* _Source document_
- - - - -

A theatrically effective, beautifully sung performance by Puerto Rico soprano Ana Maria Martinez, a newly revised production by British director Lee Blakeley tailored for the Dorothy Chandler Pavilion stage, and a dramatic reading of Puccini’s lush score by Maestro James Conlon were among the highlights of the Los Angeles Opera’s production of Puccini’s “Madame Butterfly”.
[Below: Ana Maria Martinez as, Cio-Cio San, Madame Butterfly, in her wedding kimono; edited image, based on a Ken Howard photograph, courtesy of the Los Angeles Opera.]
Ana Maria Martinez’ Cio-Cio San
In the title role, Ana Maria Martinez demonstrated that her attractive lyric voice has the weight and power to sustain the intense role, the dominant presence of the opera’s second and third acts (presented, as is almost universally the 21st century custom, without a break).
Martinez nicely sang the glistening high notes of Butterfly’s entrance and her first act love duet with Pinkerton, but the evening shifted into another dimension with Butterfly’s second act showpiece aria Un bel di and sustained a high energy as she portrayed Butterfly’s successive moods of hopeful anticipation, joy and despair.

- - - - -

* _Dataset entries_
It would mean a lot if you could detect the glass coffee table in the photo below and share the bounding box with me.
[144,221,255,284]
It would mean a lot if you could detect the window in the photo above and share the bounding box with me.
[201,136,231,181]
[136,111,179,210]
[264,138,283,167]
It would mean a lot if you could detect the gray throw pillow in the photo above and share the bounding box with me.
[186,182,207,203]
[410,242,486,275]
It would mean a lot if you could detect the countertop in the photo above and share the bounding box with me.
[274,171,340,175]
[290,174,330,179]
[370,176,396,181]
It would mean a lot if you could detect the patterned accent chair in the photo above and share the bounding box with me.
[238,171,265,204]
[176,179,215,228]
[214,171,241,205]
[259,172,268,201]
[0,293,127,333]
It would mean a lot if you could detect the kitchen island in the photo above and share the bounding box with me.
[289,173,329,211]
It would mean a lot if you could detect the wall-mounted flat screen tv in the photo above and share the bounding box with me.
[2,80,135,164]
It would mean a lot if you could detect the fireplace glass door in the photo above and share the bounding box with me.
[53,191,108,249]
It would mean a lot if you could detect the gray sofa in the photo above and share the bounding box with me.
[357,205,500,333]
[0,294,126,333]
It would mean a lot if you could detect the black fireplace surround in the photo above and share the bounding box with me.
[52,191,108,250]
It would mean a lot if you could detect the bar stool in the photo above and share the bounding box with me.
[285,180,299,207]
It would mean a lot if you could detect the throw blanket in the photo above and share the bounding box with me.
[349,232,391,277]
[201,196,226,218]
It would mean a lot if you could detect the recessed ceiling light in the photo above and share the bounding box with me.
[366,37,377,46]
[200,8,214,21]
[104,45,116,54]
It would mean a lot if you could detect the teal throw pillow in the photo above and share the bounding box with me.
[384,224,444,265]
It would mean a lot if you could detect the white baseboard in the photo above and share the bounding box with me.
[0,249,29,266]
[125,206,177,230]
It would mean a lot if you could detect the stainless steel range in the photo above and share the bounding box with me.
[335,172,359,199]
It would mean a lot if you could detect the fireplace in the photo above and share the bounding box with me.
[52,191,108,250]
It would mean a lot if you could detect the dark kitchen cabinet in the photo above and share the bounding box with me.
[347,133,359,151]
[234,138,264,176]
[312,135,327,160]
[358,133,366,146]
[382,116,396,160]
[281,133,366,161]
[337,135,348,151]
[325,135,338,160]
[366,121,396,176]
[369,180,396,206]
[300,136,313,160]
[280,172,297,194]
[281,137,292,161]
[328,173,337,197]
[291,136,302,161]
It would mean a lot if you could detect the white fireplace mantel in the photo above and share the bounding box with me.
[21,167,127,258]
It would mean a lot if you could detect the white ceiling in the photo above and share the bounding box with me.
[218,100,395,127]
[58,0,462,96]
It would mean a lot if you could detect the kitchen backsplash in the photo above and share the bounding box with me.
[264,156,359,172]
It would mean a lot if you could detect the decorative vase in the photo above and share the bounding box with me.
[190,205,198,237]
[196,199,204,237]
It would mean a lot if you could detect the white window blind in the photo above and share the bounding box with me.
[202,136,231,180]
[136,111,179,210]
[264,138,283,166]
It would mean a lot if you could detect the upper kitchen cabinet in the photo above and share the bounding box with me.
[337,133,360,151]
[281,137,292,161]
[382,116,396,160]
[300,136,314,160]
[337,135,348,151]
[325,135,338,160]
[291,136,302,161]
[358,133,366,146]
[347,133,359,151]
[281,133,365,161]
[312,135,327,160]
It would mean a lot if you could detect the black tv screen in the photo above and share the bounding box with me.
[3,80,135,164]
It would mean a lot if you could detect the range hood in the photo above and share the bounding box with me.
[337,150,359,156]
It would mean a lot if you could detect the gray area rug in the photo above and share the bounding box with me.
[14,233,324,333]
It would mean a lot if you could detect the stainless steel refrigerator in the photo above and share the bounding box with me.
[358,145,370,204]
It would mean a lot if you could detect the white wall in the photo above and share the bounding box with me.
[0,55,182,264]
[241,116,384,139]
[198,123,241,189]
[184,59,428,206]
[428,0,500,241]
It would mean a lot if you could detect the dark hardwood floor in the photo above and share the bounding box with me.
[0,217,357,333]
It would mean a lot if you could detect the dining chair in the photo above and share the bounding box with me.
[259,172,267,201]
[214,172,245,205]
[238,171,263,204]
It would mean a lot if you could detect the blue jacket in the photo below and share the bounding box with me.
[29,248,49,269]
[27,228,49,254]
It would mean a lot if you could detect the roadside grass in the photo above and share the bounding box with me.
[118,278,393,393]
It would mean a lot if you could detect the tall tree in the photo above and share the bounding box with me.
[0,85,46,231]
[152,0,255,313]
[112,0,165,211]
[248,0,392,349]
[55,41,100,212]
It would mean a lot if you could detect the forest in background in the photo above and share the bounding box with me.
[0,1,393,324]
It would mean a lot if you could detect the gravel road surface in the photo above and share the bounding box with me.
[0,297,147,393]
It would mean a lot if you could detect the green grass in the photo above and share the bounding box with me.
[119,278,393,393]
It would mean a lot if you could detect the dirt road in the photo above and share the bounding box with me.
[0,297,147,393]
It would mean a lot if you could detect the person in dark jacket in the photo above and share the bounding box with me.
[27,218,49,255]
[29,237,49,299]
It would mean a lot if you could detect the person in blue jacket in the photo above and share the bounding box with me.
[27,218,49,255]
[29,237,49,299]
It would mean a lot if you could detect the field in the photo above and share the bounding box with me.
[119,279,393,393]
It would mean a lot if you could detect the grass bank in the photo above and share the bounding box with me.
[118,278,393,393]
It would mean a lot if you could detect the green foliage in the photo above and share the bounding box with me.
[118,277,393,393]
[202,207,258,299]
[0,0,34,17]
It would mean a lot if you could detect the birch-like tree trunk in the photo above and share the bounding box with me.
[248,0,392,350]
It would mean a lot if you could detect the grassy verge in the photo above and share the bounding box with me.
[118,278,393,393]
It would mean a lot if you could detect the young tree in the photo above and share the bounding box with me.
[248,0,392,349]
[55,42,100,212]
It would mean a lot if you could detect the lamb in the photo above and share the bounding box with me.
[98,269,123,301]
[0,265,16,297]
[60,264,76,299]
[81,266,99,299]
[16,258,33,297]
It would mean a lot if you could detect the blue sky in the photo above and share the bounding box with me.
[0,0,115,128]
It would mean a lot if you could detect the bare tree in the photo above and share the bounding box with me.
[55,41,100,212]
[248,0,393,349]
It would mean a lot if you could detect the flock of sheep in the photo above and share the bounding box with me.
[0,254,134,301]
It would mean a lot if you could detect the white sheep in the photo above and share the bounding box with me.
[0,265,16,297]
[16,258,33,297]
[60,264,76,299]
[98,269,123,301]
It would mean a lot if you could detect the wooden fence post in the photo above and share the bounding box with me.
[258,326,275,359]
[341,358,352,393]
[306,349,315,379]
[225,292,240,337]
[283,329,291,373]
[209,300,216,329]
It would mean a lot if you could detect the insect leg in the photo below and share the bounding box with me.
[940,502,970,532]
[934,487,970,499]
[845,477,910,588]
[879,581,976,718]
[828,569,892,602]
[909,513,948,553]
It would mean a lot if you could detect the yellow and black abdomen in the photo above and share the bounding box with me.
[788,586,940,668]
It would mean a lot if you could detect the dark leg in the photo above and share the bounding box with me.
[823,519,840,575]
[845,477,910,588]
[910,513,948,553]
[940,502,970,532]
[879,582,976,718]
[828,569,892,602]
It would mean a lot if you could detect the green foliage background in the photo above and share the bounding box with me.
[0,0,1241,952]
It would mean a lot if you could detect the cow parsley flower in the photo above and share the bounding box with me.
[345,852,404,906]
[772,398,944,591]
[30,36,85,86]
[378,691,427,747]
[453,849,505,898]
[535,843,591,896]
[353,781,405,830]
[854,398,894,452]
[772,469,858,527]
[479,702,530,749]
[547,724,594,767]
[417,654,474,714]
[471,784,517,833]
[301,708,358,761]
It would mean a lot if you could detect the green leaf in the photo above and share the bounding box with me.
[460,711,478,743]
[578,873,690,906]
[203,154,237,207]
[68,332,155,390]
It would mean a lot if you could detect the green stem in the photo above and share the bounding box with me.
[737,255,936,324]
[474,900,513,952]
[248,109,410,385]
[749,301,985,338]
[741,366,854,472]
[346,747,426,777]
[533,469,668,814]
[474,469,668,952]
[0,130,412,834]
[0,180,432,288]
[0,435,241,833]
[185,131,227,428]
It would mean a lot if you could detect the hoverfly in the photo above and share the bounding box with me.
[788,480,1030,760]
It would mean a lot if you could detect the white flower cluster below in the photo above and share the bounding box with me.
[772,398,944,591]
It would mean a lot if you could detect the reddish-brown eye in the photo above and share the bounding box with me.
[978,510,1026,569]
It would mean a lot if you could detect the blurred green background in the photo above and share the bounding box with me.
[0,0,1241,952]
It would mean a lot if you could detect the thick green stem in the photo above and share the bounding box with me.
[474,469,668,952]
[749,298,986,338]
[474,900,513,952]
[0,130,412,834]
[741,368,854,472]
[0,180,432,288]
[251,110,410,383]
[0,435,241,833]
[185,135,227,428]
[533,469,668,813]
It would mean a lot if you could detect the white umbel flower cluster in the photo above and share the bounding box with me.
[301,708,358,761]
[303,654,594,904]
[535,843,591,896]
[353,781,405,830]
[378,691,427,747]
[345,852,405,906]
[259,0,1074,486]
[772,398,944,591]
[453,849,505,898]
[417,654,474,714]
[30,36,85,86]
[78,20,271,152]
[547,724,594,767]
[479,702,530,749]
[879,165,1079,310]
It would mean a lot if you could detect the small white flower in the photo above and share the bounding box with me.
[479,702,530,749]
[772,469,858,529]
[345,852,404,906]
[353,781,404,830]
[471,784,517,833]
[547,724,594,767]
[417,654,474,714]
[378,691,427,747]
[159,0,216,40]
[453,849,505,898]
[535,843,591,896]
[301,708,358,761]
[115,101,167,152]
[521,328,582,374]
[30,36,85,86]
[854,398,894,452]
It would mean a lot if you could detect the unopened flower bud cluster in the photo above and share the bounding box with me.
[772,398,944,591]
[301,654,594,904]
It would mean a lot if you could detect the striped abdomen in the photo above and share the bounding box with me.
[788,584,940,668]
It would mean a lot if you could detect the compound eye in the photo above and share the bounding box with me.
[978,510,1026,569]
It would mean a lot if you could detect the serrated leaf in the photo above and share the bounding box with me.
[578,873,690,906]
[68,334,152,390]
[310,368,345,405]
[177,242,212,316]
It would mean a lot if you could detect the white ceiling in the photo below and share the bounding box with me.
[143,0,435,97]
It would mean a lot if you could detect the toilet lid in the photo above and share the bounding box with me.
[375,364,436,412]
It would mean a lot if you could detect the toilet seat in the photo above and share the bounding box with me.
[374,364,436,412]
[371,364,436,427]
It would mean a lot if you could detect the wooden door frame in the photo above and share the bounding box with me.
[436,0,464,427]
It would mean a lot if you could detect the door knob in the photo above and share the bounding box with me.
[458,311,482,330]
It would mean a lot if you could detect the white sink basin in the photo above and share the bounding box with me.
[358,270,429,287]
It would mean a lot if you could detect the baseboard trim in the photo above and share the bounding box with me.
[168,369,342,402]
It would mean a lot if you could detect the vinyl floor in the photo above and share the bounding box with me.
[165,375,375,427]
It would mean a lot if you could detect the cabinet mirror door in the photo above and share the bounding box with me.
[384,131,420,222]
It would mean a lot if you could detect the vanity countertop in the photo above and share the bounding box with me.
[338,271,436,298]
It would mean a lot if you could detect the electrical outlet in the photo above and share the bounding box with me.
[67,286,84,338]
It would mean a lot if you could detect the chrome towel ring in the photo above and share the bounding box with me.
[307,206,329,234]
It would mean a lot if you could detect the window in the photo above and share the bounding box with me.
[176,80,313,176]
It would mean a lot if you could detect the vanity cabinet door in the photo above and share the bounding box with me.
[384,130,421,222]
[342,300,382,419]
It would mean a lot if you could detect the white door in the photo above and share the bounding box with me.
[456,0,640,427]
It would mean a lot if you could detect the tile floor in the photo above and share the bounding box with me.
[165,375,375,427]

- - - - -

* _Written instruction A_
According to the review, who is the director of the newly revised production?
* _Written instruction B_
Translate this sentence from the review into Spanish: "In the title role, Ana Maria Martinez demonstrated that her attractive lyric voice has the weight and power to sustain the intense role, the dominant presence of the opera’s second and third acts (presented, as is almost universally the 21st century custom, without a break)."
* _Written instruction C_
Reproduce the review from "Martinez nicely sang" up to and including "joy and despair.".
The data are separate material, unrelated to the review above.

* _Result A_
The British director Lee Blakeley.

* _Result B_
En el papel principal, Ana Maria Martinez demostró que su atractiva voz lírica tiene el peso y la potencia para sostener el intenso papel, la presencia dominante del segundo y tercer actos de la ópera (presentados, como es costumbre casi universal en el siglo XXI, sin pausa).

* _Result C_
Martinez nicely sang the glistening high notes of Butterfly’s entrance and her first act love duet with Pinkerton, but the evening shifted into another dimension with Butterfly’s second act showpiece aria Un bel di and sustained a high energy as she portrayed Butterfly’s successive moods of hopeful anticipation, joy and despair.